## Required action
Copy every record exactly.
== Segment start ==
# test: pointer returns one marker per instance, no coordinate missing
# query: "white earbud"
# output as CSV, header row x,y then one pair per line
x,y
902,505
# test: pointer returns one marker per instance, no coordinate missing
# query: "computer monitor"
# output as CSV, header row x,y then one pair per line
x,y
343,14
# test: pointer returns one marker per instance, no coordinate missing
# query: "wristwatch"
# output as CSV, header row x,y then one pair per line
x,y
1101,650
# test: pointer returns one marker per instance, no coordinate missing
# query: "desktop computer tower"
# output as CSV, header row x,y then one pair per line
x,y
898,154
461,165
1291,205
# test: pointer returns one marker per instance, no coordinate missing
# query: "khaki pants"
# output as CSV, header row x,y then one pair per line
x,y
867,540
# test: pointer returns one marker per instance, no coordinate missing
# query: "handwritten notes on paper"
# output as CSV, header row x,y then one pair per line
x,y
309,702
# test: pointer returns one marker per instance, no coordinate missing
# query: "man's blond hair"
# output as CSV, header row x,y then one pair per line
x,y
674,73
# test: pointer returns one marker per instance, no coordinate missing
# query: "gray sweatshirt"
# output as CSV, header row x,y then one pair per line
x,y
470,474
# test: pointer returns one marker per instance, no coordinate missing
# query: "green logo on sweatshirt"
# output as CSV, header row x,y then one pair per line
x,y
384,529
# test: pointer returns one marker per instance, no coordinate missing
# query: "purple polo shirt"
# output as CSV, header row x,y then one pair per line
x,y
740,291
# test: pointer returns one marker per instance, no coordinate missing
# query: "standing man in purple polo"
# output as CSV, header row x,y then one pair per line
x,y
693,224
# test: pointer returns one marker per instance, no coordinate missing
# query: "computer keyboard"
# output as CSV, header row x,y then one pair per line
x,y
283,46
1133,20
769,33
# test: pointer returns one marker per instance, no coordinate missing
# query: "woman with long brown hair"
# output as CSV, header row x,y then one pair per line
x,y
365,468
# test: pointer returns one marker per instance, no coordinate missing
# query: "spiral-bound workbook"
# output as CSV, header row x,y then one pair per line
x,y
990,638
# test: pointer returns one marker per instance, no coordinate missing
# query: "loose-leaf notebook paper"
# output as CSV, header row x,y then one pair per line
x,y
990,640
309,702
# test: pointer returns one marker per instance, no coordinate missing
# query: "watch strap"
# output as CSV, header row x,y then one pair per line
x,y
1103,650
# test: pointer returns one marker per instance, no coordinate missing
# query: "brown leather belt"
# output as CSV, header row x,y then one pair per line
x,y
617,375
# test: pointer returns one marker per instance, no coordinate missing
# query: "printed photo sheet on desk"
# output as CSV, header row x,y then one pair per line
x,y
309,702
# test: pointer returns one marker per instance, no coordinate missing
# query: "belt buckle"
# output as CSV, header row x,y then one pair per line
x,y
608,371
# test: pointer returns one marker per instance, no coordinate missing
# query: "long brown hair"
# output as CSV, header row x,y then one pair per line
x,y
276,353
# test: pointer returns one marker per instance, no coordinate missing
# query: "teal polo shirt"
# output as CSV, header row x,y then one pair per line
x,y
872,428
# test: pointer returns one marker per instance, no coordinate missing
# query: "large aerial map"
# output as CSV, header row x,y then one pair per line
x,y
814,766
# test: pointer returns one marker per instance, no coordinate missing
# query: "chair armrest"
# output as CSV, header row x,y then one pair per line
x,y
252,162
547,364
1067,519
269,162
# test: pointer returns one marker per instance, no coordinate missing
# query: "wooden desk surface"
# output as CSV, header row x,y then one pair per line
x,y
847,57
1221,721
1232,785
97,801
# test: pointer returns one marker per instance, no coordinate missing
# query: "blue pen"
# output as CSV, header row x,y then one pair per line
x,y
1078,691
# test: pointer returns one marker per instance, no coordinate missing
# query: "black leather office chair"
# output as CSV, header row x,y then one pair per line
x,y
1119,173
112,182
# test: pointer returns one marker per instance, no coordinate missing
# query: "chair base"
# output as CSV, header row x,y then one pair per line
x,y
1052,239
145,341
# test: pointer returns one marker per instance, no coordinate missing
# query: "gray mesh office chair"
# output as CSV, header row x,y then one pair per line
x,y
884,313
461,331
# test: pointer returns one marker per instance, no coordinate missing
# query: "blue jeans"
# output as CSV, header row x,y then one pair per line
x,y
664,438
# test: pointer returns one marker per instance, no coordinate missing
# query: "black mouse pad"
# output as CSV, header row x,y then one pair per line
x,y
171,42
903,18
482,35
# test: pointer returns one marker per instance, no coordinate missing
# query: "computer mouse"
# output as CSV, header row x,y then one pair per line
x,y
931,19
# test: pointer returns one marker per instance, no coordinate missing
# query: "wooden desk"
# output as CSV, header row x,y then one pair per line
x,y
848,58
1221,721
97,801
== Segment end ==
## The answer
# test: pointer returns one marker per instance, no coordinate missing
# query: "white earbud"
# output as CSV, header row x,y then one pair per line
x,y
902,505
# test: pointer returns one marker per instance, no coordinate missing
# query: "computer monitor"
# output as CSV, header row x,y then one pair per line
x,y
343,14
# test: pointer returns one marker per instance, no coordinate missing
# query: "wristwatch"
# output as CSV, header row x,y then one pair per line
x,y
1101,650
# test: pointer returns one marker per instance, no coordinate missing
# query: "desktop computer tower"
# output as CSV, header row x,y then one pair per line
x,y
898,154
461,165
1291,205
# test: pointer returns one marker per instance, no coordinate missing
# query: "khaki pants"
# output as CSV, header row x,y then one pair per line
x,y
867,540
# test: pointer returns one marker per instance, no coordinate missing
# query: "handwritten notes on paper"
# output as CSV, header row x,y then one pair per line
x,y
309,702
# test: pointer returns one marker per instance, no coordinate missing
# query: "man's blond hair"
# output as CSV, header row x,y then one pair per line
x,y
674,73
# test: pointer returns one marker per instance, no coordinate missing
# query: "gray sweatshirt"
# output as CSV, header row x,y then one pair per line
x,y
470,474
# test: pointer returns one marker per instance, no coordinate missing
# query: "green logo on sweatshirt"
# output as CSV, header row x,y then one pair per line
x,y
384,529
# test: pointer returns one marker per instance, no coordinate missing
# query: "purple polo shirt"
# output as CSV, header row x,y then one pair per line
x,y
740,291
# test: pointer returns one marker per instance, no coordinate missing
# query: "standing man in purple polo"
# output as CSV, header row x,y then one pair per line
x,y
693,224
# test: pointer returns one marker per instance, no coordinate missing
# query: "computer keyboard"
# output as CSV, header row x,y then one pair per line
x,y
283,46
1133,20
769,33
# test: pointer returns one marker per instance, no coordinate missing
# query: "woman with long brown hair"
# output as CSV, header row x,y then one pair per line
x,y
365,468
# test: pointer returns one marker per instance, no coordinate missing
# query: "spiral-bound workbook"
# output as CSV, header row x,y then one pair per line
x,y
990,638
# test: pointer returns one marker per instance, no coordinate missing
# query: "loose-leaf notebook paper"
# output as CSV, header row x,y then one pair per line
x,y
990,640
309,702
# test: pointer returns one marker per instance, no coordinate missing
# query: "watch strap"
# output as CSV, header row x,y then one pair per line
x,y
1103,650
# test: pointer returns one marker per instance, no coordinate missing
# query: "brown leather belt"
# output as CSV, header row x,y then one pair per line
x,y
617,375
# test: pointer returns one marker per instance, no coordinate missing
# query: "printed photo sheet on desk"
# output as CSV, header row x,y then one pair per line
x,y
309,702
# test: pointer returns one marker per instance, no coordinate missing
# query: "belt buckle"
# output as CSV, header row x,y then one pair per line
x,y
608,371
# test: pointer returns one marker per instance, no coordinate missing
# query: "long brown hair"
# output as CSV, header row x,y then one pair per line
x,y
276,353
# test: pointer returns one marker per instance, no coordinate missing
# query: "teal polo shirt"
# output as CSV, header row x,y then one pair per line
x,y
872,428
# test: pointer returns one marker per instance, no coordinate missing
# query: "large aerial map"
# output as CSV, header row x,y then one pair per line
x,y
814,766
# test: pointer returns one marker per instance, no coordinate missing
# query: "chair armrest"
# output as CSV, header row x,y then one pair per line
x,y
252,162
547,364
1067,519
269,162
# test: pointer returns one marker per instance, no coordinate missing
# query: "wooden desk surface"
# output as CSV, header row x,y then one pair per line
x,y
847,57
1221,721
1232,785
97,801
# test: pointer returns one marker per instance, no coordinate missing
# query: "blue pen"
# output as CSV, header row x,y then one pair per line
x,y
1078,691
# test: pointer returns one marker per instance, no coordinate missing
# query: "black leather office chair"
# output as CSV, header row x,y then one pair per line
x,y
1119,173
112,182
# test: pointer returns one marker per instance, no coordinate missing
# query: "chair base"
# output as CSV, header row x,y then one pair per line
x,y
1052,239
145,341
# test: pointer returns one marker per instance, no coordinate missing
# query: "gray mesh office chair"
# output as CSV, header row x,y then one pair per line
x,y
884,313
461,331
# test: pointer returns one marker per instance, no coordinate missing
# query: "blue jeans"
# output as CSV, header row x,y then one pair per line
x,y
664,438
# test: pointer returns one marker per instance, no coordinate missing
# query: "black mouse pad"
# output as CSV, header row x,y then one pair per line
x,y
171,42
903,18
482,35
# test: pointer returns one marker per instance, no coordinate missing
# query: "computer mouse"
# output as CSV, header row x,y then one pair per line
x,y
931,19
# test: pointer returns one marker per instance, no coordinate missing
# query: "wooden desk"
# output as CSV, header row x,y then one pair per line
x,y
848,58
1221,721
97,801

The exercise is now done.